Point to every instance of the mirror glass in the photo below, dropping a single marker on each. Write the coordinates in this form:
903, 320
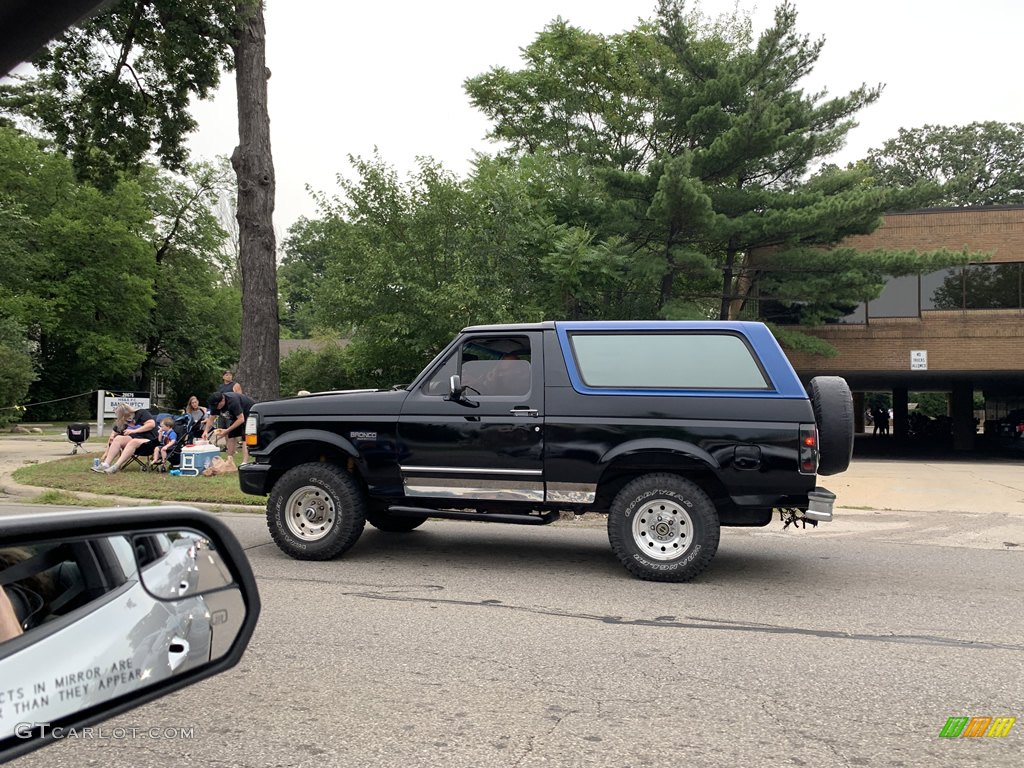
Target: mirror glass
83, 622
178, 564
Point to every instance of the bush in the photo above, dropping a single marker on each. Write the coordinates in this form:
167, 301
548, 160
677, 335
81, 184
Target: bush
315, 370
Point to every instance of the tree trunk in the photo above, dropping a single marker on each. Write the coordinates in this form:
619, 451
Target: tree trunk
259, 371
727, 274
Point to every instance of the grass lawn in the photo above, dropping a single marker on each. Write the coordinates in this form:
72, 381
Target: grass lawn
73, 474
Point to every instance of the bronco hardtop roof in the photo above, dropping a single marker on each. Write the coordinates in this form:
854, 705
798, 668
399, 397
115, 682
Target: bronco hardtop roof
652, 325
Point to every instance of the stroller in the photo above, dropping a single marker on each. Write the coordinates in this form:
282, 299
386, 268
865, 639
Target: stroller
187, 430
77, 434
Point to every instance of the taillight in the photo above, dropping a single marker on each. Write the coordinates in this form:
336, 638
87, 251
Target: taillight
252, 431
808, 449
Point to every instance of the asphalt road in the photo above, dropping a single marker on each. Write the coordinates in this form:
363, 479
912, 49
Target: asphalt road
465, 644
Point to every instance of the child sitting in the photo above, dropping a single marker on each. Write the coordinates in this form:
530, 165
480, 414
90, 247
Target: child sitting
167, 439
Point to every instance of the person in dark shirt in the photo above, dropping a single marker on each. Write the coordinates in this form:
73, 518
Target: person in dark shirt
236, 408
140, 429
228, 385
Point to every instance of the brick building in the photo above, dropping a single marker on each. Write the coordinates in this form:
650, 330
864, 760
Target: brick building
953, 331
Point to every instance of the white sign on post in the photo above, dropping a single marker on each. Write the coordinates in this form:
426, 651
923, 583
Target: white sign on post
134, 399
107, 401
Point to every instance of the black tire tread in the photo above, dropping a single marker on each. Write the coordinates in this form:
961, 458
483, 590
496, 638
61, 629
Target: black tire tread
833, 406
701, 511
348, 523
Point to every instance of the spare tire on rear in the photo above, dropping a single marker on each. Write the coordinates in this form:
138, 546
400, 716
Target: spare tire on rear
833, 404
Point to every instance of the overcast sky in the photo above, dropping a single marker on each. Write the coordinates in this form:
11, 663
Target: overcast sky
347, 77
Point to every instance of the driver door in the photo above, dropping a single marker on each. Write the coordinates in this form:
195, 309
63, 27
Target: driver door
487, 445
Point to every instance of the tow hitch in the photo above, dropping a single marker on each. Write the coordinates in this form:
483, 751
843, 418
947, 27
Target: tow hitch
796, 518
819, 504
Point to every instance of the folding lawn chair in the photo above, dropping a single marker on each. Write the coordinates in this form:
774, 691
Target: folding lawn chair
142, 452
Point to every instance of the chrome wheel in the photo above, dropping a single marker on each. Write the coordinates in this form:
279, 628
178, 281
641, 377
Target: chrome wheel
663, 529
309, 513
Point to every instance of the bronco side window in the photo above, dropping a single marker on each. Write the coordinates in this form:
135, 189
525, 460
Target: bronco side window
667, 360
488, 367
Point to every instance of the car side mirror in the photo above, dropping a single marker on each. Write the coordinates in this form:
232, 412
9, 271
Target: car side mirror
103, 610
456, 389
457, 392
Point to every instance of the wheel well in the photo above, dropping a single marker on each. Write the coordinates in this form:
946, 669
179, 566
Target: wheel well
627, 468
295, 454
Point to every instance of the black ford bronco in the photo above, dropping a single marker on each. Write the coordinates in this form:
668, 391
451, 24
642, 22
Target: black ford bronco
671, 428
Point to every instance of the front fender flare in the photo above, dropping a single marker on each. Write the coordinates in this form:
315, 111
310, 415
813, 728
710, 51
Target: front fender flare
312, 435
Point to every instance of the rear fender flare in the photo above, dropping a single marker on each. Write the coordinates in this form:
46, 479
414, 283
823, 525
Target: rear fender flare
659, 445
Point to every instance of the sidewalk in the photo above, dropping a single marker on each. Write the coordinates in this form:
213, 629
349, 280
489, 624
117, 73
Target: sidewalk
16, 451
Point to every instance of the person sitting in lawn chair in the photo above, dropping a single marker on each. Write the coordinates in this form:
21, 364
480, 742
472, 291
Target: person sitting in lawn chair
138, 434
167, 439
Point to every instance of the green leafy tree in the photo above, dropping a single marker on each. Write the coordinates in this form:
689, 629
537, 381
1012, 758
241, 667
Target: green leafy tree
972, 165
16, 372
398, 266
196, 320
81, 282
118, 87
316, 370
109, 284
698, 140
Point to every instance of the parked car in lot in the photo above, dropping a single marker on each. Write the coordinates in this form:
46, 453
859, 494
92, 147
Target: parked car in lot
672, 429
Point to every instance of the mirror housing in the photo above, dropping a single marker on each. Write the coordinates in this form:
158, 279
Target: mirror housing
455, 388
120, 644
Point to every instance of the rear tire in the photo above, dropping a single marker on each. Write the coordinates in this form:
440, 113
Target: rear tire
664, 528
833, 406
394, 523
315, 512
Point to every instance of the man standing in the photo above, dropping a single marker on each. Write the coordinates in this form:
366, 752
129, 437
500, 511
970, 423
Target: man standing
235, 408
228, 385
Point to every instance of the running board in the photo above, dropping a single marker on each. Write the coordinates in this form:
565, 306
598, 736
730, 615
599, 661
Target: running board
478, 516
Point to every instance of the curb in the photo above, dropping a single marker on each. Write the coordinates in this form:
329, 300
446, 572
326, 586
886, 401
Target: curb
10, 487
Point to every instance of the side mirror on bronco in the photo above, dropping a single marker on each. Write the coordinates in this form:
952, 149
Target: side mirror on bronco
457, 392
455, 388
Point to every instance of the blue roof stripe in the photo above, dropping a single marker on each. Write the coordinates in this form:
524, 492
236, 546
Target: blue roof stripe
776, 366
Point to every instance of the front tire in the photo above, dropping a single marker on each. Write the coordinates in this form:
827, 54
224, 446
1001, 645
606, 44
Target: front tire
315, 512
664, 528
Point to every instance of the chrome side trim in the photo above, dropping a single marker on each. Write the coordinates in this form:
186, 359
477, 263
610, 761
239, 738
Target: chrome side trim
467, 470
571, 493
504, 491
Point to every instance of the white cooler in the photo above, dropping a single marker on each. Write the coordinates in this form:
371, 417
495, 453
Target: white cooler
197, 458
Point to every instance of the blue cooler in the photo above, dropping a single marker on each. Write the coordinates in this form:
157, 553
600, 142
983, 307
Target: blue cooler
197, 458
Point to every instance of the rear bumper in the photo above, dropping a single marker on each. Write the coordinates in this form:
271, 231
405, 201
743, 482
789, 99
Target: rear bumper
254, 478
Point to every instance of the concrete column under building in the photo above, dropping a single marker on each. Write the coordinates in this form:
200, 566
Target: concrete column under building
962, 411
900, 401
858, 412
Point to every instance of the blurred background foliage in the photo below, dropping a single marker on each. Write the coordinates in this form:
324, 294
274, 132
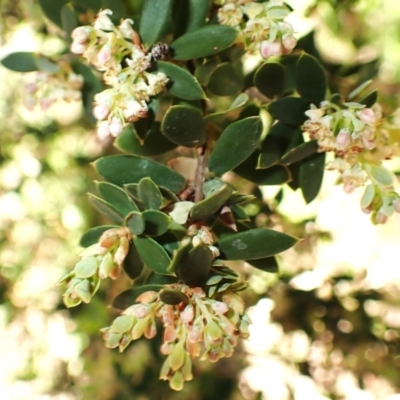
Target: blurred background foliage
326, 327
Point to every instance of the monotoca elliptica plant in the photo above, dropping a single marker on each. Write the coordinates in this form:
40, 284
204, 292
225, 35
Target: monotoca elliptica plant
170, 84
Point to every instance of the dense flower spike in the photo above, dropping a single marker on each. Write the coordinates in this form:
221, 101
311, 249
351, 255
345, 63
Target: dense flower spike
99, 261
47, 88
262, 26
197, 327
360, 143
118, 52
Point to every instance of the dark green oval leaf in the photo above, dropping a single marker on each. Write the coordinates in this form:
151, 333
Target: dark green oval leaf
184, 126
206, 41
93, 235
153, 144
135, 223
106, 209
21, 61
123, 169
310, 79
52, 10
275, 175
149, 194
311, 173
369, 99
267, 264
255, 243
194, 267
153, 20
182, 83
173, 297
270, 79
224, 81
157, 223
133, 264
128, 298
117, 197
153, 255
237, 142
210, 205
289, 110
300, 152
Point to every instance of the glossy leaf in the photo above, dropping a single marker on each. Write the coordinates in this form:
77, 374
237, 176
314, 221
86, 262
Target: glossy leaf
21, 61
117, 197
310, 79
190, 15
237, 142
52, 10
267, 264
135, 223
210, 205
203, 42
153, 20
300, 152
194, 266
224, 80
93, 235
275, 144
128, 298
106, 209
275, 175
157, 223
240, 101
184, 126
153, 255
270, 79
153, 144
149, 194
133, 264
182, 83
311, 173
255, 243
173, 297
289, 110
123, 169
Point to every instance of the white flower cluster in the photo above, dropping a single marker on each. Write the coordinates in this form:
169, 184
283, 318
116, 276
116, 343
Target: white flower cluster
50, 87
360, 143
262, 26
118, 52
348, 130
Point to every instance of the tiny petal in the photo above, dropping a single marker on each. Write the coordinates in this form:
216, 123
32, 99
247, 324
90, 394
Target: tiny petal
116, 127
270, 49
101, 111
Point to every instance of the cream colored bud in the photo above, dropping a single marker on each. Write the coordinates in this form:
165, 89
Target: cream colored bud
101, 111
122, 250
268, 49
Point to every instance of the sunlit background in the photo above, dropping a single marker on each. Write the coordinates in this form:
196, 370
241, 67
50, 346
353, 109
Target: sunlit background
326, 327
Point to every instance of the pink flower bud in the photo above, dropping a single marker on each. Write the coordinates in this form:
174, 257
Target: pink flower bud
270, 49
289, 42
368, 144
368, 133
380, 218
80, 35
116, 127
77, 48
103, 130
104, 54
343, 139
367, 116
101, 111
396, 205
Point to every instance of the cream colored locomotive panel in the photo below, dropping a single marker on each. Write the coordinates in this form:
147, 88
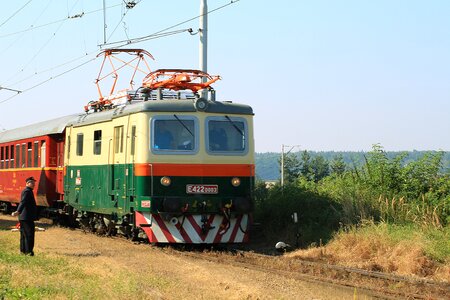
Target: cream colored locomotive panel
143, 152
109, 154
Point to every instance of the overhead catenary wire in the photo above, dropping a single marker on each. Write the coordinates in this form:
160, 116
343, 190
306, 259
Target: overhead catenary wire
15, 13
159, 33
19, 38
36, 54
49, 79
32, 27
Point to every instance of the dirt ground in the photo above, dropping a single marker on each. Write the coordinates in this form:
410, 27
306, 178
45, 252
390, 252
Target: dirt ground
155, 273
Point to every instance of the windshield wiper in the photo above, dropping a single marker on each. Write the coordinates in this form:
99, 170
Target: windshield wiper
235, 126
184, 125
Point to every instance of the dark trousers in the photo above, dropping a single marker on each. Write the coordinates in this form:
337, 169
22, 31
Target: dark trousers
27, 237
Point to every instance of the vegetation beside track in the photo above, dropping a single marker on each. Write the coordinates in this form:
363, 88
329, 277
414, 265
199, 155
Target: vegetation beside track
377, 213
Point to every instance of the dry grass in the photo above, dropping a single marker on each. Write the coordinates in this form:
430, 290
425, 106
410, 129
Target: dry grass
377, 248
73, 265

────

Ersetze in den Zeilen von der Zeile mit „Point to every instance of the cream colored locomotive“ bis einschließlich der letzten Zeile „marker“ durch „pin“ und gib diese Zeilen sonst unverändert wieder. Lass die Bilder in der Antwort weg.

**LÖSUNG DER AUFGABE:**
Point to every instance of the cream colored locomotive panel in the photo below, dropping a single pin on each. Write the coordinates in this form:
147, 88
Target: cream colored locomotive panel
143, 152
109, 154
Point to every instance of the overhead catenary wire in the photo above, dropping a single pin on each. Write the coordinates in this form:
160, 116
343, 190
306, 259
Target: overhead catenary wire
15, 13
159, 33
19, 38
36, 54
49, 79
32, 27
Point to every instance of the dirt ground in the photo above, dropping a single pin on each. Write the coordinates in this form:
410, 27
306, 178
45, 252
390, 252
Target: dirt ground
155, 273
Point to every instance of the windshield wiper in the photo above, dropping a single pin on each. Write the coordinates in this form:
99, 170
Target: windshield wiper
235, 126
184, 125
Point to every instance of the dark trousers in the photo above, dropping a single pin on each. Write the coordinates in this form:
337, 169
22, 31
Target: dark trousers
27, 237
Point to every instance of the vegetation beside track in the photo above, dropping a single pin on each. Write the coordinates in this form:
363, 88
329, 277
414, 265
199, 155
Target: vegetation beside track
377, 213
Point to every instance of the dry grass in the photo above, dropping a single pin on each. Write the coordinates in this form:
430, 290
425, 106
410, 129
Target: dry grass
377, 248
73, 265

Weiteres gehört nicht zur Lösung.